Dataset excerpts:
____

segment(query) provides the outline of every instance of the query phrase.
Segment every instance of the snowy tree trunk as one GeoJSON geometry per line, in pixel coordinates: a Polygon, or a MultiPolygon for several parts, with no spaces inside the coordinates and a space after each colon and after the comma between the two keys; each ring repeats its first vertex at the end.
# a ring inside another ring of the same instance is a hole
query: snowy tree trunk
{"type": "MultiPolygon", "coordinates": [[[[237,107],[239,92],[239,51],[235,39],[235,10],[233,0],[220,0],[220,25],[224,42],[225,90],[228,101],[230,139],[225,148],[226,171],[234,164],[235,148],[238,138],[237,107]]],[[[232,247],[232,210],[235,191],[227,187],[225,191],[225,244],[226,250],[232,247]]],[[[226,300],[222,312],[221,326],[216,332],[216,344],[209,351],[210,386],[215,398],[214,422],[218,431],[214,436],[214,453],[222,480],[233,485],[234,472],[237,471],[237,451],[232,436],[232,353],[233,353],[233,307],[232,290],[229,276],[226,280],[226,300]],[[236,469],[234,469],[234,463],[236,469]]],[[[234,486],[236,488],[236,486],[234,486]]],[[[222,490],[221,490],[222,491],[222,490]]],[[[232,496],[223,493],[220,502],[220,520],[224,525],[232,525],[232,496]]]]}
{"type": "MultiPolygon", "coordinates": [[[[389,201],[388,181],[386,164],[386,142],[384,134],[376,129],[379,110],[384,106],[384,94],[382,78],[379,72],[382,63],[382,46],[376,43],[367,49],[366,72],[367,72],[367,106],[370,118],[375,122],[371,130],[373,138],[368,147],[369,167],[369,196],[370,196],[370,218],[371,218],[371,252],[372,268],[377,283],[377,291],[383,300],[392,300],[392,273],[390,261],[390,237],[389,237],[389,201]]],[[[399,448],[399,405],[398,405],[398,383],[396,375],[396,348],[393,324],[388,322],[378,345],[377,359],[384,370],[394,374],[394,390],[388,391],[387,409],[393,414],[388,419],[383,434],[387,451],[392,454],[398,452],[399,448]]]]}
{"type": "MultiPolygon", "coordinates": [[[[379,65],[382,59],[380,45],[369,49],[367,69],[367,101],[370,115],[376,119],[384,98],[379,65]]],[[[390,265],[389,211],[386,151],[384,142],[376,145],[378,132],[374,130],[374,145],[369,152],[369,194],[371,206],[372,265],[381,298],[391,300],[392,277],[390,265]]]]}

____

EXERCISE ▸
Count the lines above that contain the word "every". Write only the number.

SOLUTION BELOW ▸
2